■ Dataset extract
Start of Block

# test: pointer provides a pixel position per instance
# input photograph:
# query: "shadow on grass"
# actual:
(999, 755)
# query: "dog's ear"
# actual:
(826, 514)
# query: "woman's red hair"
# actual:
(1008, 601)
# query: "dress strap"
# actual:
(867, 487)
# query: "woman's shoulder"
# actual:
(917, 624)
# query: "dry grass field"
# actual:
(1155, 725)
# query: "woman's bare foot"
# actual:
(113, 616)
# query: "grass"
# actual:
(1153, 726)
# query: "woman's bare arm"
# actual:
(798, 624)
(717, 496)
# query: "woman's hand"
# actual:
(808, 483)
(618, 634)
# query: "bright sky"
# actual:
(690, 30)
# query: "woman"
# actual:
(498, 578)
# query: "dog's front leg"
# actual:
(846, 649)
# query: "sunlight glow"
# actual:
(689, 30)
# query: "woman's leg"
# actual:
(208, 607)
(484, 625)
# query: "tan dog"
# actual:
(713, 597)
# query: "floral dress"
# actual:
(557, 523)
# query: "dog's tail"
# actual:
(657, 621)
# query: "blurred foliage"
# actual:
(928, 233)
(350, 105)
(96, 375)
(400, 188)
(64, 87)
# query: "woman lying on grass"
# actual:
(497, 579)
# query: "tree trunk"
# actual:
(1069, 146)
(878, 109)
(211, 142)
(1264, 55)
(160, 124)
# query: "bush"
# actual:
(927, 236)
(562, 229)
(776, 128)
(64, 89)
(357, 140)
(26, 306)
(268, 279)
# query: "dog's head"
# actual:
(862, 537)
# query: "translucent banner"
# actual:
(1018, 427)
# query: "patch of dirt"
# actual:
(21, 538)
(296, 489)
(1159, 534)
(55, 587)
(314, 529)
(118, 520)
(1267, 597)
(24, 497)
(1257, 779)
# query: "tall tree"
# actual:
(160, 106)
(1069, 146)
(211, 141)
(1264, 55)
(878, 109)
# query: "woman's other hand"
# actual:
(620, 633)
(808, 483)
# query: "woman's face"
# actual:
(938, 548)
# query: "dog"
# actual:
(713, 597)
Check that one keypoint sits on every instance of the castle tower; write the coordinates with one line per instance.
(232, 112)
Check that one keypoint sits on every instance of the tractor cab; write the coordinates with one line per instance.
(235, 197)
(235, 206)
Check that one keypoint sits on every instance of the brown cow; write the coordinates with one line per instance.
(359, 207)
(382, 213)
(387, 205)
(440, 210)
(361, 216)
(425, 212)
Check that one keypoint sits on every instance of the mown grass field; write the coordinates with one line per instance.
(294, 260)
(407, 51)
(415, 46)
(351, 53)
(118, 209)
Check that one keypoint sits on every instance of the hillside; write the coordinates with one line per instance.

End of Block

■ What the exercise asks
Among the records above, find the lines that contain "hand" and copy every one.

■ Answer to this problem
# query: "woman's hand"
# query: "woman's other hand"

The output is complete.